## Exercise prompt:
Copy out the part of the passage below on ultrasound for DVT, starting at "Most algorithms for" and ending at "Typical algorithm for evaluating DVT.". Keep every word and mark the same.
━━ Passage provided
A 2008 study sought to directly compare a limited compression ultrasound evaluation plus D-dimer testing versus a whole leg duplex evaluation.3 It randomized 2098 patients to either approach, with death and DVT/PE at 3 months as the end point. In the limited compression pathway, 0.9% of patients had an untoward event at 3 months versus 1.2% in the whole leg group, which was considered equivalent. The whole leg approach diagnosed 20.4% proximal DVT initially, with 6% calf vein thrombosis; all were treated with anticoagulation. The limited compression ultrasound approach diagnosed 20.8% DVT initially. Of those with a normal initial ultrasound, 30.9% had a positive D-dimer and underwent repeat ultrasound after 1 week. No patients developed PE during this week and none were anticoagulated. After 1 week, an additional 5.5% of patients were found to have a proximal DVT. This study demonstrated that a limited compression ultrasound combined with 1-week repeat ultrasound in patients with a positive D-dimer was equivalent to a whole leg duplex study. This was presumably because the undiagnosed calf vein thrombi that will lead to proximal DVT tend to do so within 1 week. The limited compression ultrasound technique used in these studies included a single compression of the common femoral vein at the inguinal ligament, and two compressions of the popliteal vein, one at the midpoint of the popliteal fossa and the other at the distal popliteal fossa just proximal to its trifurcation.

Several studies have demonstrated that emergency medicine physicians can perform limited compression ultrasound in a few minutes with excellent results.1217 A 2008 meta-analysis showed that emergency physicians can perform limited compression ultrasound for DVT with accuracy similar to radiology-performed ultrasound.20 In addition, a 2010 study demonstrated that emergency physicians who learned to perform simple compression ultrasound in just 10 minutes had 100% accuracy for diagnosing DVT compared to a whole leg duplex ultrasound performed by radiology.17

Most algorithms for the evaluation of DVT assume ultrasound is an expensive and time-consuming procedure, and so more emphasis is placed on clinical prediction models and D-dimer assays to exclude patients from requiring ultrasound21 (Figure 17-1). However, as emergency physicians become more adept at the technique, a limited compression ultrasound examination can be performed much more swiftly than a D-dimer assay. Using an ultrasound-first algorithm, all patients with clinically suspected DVT (whether low, moderate, or high) can have a limited compression ultrasound examination performed with the plan to have a repeat ultrasound performed in 1 week (Figure 17-2).


Figure 17-1. Typical algorithm for evaluating DVT.


Figure 17-2. A clinician-performed ultrasound-based algorithm for evaluating DVT.

Limited compression ultrasound is often of greatest value to emergency providers on evenings, nights, weekends, and holidays when diagnostic imaging services are delayed or unavailable. Although calf vein thrombosis is not assessed with a limited compression ultrasound exam, managing patients based on the results of the limited compression exam has been shown to be safe and effective. A DVT will be diagnosed in about 10–20% of patients who are assessed with limited compression ultrasound, depending on how it is used. Patients who do not have a DVT may have incidental findings that lead to another diagnosis. About 15% of patients suspected of having DVT are eventually diagnosed with a Baker’s cyst, knee effusion, or cellulitis, all of which can be visualized with ultrasound.
━━━━
━━ Listed records
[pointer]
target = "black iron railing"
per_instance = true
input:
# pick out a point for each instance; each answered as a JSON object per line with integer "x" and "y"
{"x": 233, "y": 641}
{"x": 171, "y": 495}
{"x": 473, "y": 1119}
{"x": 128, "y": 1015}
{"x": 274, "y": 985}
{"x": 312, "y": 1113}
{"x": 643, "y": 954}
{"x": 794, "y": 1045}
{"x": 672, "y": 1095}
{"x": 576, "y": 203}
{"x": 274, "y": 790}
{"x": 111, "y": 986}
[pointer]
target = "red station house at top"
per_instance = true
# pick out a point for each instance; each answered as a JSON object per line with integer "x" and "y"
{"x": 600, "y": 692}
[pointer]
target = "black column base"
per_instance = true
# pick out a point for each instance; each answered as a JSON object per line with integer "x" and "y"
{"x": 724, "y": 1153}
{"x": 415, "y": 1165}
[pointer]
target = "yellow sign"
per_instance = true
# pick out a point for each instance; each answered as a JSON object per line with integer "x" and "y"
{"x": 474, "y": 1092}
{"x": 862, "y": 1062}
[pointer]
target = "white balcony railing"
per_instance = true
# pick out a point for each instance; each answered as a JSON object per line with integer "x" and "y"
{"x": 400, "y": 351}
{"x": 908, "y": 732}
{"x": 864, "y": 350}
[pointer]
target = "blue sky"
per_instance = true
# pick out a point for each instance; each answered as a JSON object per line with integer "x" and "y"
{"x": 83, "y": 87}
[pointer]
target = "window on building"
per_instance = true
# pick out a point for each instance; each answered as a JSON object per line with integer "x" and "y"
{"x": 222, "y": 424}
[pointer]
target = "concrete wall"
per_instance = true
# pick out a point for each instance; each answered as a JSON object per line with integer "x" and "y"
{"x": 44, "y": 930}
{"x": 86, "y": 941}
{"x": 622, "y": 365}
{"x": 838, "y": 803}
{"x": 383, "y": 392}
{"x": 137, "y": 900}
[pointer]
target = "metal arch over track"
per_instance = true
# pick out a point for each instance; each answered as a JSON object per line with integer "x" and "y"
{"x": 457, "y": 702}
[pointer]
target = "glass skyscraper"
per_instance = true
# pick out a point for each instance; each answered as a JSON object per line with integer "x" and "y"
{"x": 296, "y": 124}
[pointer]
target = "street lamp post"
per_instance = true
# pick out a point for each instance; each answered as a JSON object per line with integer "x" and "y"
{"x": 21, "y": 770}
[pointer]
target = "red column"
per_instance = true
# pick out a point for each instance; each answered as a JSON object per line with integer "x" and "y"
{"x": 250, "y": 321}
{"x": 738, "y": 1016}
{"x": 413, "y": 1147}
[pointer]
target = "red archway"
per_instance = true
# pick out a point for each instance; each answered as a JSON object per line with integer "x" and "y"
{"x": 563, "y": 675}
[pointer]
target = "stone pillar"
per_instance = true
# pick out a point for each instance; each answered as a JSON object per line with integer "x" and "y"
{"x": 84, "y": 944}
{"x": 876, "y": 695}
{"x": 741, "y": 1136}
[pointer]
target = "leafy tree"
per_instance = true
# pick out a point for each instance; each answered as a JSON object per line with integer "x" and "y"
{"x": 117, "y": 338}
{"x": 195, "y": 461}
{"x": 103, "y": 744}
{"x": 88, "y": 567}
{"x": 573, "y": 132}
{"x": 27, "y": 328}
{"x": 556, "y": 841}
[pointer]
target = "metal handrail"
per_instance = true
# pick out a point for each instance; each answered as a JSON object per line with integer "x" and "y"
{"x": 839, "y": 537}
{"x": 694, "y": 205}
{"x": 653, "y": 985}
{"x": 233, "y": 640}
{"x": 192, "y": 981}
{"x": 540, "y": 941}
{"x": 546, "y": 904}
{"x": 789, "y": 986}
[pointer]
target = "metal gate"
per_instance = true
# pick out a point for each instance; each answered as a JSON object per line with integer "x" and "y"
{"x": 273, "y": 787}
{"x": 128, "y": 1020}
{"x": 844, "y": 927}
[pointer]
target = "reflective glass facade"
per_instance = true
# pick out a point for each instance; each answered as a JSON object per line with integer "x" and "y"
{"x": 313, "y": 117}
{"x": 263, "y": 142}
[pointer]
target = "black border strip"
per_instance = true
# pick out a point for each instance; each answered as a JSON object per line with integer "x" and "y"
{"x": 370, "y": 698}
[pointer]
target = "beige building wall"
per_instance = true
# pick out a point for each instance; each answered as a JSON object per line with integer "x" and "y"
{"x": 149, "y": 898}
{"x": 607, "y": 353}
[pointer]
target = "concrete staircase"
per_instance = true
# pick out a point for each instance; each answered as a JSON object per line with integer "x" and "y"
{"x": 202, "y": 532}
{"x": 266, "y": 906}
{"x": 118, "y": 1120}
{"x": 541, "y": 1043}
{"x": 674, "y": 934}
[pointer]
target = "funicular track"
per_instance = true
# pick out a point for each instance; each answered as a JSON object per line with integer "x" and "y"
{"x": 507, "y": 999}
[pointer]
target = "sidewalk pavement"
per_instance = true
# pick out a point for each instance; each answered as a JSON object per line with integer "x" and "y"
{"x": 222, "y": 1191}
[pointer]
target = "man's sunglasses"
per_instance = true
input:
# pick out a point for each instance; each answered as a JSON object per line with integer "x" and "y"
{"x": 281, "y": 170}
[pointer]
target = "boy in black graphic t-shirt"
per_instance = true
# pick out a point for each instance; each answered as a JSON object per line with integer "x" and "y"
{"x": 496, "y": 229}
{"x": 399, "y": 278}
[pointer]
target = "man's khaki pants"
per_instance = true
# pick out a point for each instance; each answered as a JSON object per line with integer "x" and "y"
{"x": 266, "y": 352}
━━━━
## Solution to this exercise:
Most algorithms for the evaluation of DVT assume ultrasound is an expensive and time-consuming procedure, and so more emphasis is placed on clinical prediction models and D-dimer assays to exclude patients from requiring ultrasound21 (Figure 17-1). However, as emergency physicians become more adept at the technique, a limited compression ultrasound examination can be performed much more swiftly than a D-dimer assay. Using an ultrasound-first algorithm, all patients with clinically suspected DVT (whether low, moderate, or high) can have a limited compression ultrasound examination performed with the plan to have a repeat ultrasound performed in 1 week (Figure 17-2).


Figure 17-1. Typical algorithm for evaluating DVT.